> SET EXERCISE: Present the records between the line holding "Your task is to locate the tall" and the line holding "(1039, 303), (1288, 731)", inclusive, as a numbered list with blank lines left out.

> AVAILABLE DATA:
** BEGIN **

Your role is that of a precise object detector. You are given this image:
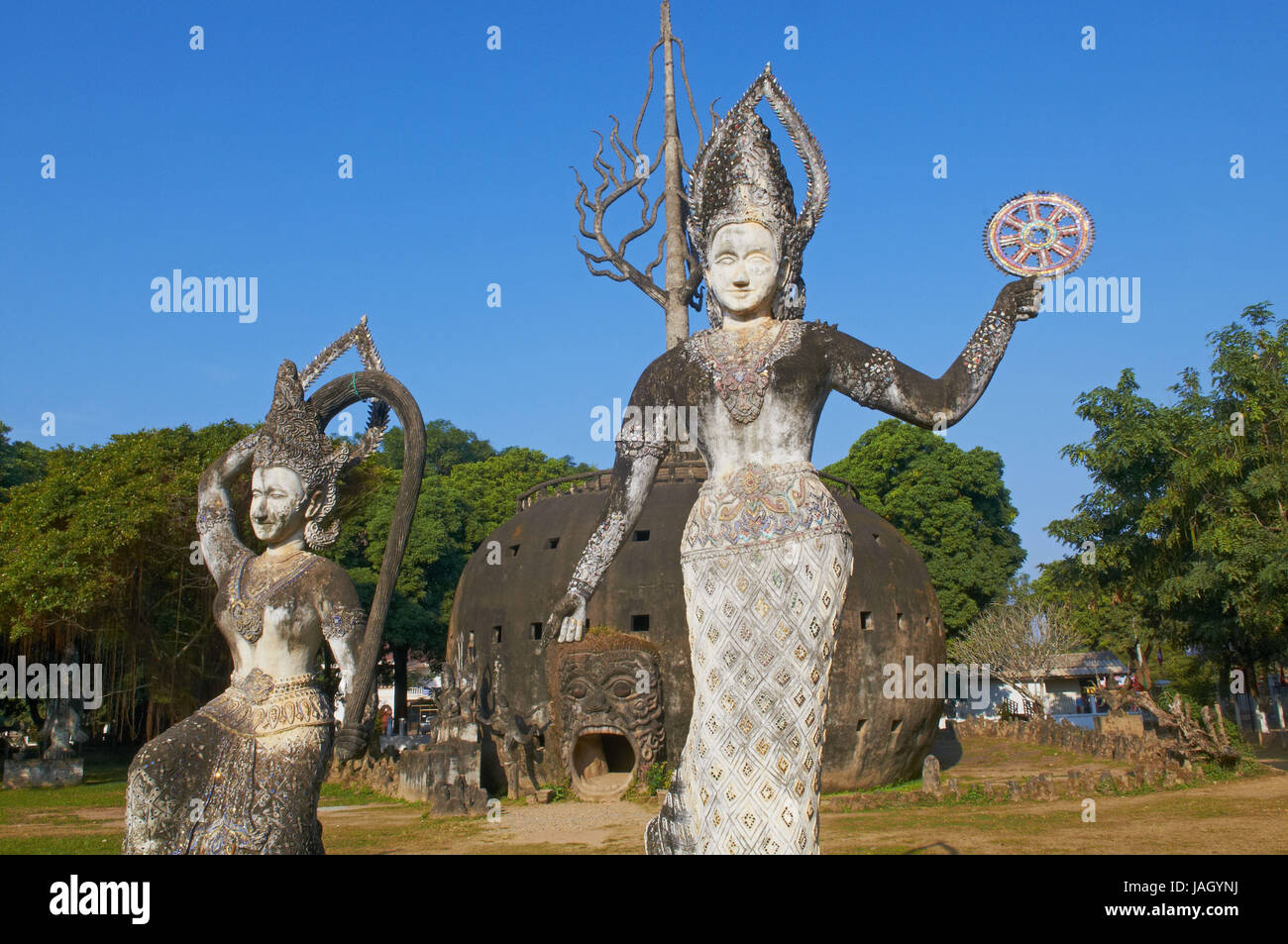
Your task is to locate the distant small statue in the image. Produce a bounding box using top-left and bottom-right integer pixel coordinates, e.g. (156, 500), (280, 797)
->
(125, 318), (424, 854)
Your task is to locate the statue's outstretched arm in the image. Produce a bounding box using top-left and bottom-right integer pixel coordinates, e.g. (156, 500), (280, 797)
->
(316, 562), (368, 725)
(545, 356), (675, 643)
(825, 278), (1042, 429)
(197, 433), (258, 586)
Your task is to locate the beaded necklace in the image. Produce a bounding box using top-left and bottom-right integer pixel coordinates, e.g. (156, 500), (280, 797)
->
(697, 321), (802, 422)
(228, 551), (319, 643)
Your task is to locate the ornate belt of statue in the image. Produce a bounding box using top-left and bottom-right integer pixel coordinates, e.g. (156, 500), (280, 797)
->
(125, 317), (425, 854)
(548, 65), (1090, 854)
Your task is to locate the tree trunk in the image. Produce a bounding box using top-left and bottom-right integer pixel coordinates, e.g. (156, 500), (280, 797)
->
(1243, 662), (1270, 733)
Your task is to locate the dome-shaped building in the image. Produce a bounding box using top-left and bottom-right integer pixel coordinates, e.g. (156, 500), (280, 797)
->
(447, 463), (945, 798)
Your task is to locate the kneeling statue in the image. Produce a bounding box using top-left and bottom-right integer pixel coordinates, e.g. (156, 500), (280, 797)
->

** END **
** BEGIN **

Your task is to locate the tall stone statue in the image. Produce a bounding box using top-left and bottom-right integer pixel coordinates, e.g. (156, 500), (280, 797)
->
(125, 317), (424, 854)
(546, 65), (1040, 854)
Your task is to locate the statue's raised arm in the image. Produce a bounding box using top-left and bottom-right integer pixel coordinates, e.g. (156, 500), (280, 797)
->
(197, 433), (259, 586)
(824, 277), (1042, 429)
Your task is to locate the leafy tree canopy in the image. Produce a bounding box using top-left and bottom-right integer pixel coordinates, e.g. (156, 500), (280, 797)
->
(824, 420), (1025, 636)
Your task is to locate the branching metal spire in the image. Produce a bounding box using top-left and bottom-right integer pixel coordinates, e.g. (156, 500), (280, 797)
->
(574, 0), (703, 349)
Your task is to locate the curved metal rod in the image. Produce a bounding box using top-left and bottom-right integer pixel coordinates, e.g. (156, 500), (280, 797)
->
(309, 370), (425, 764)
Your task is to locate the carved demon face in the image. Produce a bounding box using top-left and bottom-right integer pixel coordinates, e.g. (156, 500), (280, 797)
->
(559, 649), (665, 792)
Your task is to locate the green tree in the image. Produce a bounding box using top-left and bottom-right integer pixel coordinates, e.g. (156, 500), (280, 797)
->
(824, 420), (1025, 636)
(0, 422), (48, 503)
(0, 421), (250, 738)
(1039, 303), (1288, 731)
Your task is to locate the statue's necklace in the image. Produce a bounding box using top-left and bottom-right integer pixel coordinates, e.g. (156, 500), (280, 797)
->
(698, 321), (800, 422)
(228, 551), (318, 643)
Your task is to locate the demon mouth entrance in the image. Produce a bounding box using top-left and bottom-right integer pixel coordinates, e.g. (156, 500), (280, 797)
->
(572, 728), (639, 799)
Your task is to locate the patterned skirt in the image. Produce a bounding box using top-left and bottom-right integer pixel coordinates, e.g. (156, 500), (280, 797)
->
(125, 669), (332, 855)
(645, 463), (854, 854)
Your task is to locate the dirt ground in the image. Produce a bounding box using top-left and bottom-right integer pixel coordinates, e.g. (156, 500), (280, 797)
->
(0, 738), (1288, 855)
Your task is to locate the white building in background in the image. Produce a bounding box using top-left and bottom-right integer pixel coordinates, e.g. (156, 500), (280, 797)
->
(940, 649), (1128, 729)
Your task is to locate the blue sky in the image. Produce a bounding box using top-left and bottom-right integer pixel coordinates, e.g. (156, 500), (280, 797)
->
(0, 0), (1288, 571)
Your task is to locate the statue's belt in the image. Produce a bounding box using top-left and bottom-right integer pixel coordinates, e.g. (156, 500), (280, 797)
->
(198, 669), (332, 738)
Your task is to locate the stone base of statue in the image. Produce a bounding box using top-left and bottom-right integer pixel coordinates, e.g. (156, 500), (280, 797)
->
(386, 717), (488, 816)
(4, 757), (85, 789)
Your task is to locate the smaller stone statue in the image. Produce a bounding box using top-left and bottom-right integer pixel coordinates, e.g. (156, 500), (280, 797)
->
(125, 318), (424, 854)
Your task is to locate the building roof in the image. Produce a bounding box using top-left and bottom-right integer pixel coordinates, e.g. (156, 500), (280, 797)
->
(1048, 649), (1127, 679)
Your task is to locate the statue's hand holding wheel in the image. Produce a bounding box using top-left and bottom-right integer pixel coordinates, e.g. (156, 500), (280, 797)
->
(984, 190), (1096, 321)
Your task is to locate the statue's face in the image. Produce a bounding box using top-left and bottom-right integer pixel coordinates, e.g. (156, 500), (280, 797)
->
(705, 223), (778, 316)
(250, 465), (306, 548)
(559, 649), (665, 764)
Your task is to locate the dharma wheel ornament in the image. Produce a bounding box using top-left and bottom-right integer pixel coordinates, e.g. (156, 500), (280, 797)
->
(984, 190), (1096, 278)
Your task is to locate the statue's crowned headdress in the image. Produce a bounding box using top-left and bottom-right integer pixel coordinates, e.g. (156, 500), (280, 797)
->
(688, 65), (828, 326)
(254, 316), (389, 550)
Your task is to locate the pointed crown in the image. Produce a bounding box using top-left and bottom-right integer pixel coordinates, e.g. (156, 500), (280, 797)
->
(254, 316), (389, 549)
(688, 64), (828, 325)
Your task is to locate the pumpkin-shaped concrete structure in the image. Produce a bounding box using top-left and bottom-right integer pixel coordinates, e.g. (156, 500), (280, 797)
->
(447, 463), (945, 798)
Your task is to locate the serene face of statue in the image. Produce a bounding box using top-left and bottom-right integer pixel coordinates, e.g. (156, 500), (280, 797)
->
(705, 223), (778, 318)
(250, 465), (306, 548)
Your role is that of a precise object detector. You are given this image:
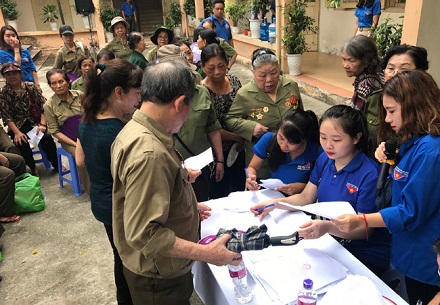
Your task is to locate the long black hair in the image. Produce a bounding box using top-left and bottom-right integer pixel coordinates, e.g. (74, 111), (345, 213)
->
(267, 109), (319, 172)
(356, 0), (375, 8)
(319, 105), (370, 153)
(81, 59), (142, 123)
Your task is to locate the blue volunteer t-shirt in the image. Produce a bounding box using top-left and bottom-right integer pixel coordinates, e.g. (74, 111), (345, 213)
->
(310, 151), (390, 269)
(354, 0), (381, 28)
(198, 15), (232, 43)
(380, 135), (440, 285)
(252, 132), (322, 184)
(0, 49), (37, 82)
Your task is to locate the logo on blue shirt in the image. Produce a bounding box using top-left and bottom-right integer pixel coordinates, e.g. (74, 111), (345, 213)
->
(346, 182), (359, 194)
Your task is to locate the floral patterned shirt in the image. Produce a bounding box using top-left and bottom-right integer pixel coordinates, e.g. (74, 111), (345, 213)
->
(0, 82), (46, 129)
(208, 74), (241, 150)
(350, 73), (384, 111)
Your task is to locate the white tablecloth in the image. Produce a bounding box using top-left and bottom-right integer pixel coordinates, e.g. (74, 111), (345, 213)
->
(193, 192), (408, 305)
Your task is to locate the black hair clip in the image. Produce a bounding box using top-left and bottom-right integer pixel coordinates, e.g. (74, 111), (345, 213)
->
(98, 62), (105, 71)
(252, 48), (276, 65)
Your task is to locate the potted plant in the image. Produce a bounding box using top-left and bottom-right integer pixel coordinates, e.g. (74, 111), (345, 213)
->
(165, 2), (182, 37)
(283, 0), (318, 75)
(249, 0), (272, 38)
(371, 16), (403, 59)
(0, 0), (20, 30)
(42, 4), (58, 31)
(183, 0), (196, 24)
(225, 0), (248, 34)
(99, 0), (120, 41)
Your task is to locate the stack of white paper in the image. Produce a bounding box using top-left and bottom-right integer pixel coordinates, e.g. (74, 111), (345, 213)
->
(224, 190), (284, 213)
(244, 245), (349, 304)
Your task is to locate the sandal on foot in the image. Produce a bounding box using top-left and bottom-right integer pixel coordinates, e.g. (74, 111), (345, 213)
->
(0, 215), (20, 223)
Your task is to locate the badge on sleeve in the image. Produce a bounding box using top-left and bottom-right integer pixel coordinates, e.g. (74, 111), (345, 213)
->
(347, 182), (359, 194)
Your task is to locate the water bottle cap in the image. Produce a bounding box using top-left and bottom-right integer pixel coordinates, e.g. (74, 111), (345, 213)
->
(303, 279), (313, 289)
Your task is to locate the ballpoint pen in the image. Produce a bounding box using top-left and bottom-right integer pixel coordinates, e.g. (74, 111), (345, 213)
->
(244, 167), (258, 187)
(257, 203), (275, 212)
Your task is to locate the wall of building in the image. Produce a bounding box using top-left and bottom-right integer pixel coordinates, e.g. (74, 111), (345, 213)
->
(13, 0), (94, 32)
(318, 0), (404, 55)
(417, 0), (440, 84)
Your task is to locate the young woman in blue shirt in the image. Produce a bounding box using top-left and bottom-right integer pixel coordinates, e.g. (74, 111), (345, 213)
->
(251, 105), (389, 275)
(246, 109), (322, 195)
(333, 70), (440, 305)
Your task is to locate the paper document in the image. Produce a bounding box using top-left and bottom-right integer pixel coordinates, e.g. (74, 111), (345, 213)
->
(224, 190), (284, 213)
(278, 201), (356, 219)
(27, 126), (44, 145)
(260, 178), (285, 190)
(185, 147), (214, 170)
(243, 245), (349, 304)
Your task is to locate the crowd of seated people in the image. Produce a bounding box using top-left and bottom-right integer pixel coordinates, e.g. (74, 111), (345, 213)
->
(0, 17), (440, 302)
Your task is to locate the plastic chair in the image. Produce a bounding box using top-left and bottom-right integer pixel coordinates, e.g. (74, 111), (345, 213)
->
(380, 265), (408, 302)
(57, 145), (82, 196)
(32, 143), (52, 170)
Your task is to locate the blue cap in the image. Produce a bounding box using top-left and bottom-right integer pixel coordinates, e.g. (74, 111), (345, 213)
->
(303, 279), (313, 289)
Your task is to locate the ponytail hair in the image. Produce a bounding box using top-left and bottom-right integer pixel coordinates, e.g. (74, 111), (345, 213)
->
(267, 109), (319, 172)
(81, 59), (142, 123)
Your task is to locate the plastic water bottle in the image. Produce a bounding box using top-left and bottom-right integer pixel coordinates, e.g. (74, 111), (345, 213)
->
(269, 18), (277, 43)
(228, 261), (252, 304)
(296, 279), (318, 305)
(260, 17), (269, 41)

** END **
** BEGIN **

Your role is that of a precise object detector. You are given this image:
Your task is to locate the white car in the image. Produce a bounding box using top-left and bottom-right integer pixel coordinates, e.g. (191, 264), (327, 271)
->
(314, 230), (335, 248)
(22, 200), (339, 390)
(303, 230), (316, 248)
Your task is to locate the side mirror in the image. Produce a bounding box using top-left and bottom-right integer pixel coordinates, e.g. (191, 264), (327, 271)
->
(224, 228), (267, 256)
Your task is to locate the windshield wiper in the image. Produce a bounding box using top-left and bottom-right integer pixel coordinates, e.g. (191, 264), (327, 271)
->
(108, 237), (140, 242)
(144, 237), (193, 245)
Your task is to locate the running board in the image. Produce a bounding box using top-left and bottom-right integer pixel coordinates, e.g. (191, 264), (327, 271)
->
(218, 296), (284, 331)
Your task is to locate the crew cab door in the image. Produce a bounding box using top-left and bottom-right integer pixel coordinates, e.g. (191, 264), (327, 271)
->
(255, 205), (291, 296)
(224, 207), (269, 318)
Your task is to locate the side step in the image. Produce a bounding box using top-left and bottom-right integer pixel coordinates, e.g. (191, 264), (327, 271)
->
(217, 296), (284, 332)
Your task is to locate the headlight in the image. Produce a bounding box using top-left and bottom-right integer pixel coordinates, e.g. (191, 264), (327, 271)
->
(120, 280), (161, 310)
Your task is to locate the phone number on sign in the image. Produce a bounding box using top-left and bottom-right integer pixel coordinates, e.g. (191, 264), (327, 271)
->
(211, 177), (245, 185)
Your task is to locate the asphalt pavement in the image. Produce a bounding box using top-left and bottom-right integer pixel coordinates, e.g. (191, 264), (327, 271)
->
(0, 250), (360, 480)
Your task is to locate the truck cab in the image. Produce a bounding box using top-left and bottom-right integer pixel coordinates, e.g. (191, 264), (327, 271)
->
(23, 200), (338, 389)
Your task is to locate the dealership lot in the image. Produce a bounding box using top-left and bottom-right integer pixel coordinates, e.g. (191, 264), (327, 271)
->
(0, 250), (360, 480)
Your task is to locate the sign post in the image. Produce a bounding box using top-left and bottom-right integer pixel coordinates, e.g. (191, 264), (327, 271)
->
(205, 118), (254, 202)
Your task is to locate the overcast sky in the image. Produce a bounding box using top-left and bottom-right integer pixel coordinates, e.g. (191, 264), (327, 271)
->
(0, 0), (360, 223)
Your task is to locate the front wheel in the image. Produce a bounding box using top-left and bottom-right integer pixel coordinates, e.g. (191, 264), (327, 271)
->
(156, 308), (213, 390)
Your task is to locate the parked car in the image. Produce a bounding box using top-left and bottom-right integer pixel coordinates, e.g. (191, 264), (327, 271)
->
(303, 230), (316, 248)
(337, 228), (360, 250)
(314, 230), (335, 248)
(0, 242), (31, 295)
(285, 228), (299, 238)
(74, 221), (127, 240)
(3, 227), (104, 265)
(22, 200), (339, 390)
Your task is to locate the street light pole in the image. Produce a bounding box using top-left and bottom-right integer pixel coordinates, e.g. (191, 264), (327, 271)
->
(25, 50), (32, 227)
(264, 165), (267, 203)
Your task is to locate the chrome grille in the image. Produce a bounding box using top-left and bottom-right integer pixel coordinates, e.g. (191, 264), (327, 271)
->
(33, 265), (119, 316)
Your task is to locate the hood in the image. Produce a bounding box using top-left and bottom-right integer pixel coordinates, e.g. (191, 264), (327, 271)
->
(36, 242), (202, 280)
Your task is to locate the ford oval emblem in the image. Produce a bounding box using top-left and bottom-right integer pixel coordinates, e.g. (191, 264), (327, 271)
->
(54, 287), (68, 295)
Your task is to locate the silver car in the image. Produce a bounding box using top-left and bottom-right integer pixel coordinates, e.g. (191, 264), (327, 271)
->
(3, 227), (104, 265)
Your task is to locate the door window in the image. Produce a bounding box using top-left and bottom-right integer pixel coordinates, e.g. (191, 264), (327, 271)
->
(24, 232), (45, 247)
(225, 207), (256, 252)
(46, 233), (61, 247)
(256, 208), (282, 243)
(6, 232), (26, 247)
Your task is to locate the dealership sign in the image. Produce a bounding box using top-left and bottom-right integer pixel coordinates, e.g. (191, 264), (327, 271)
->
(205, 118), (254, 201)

** END **

> EXERCISE OUTPUT:
1. Your task is to locate the tall stone statue in the image. Produce a bounding box using top-left and bottom-right integer pixel coordinates, e.g. (156, 500), (280, 797)
2. ->
3. (125, 317), (424, 854)
4. (546, 65), (1040, 854)
5. Your task is to locate the statue's raised arm in the image. Produce a bounding box using top-left and bottom-right integer pixel coordinates, e.g. (156, 500), (280, 797)
6. ->
7. (197, 433), (259, 586)
8. (824, 277), (1042, 429)
9. Your task is to locate the leafy tree canopy in the image. Produce a bounding box using top-left and bottom-right integer pixel coordinates, e.g. (156, 500), (280, 797)
10. ->
11. (824, 420), (1025, 636)
12. Your task is to locate the branching metal spire in the image. Produce a bounding box using top-left and bottom-right integer pixel coordinates, e.g. (156, 500), (280, 797)
13. ->
14. (574, 0), (703, 349)
15. Your task is to locate the curved metal rod in the image. Produce a bounding box using top-left and bottom-right integer pixel coordinates, e.g. (156, 500), (280, 797)
16. ->
17. (309, 370), (425, 764)
18. Your task is to locate the carved demon face in the image. Produce a bounding box using top-left and bottom-right integer pixel coordinates, e.g. (156, 500), (280, 797)
19. ->
20. (559, 649), (665, 792)
21. Your task is to locate the green tree in the image. Produce a bounding box using top-left and bottom-right integer pixel coordinates, e.g. (156, 500), (280, 797)
22. ->
23. (824, 420), (1025, 636)
24. (0, 422), (48, 503)
25. (0, 421), (250, 738)
26. (1039, 303), (1288, 731)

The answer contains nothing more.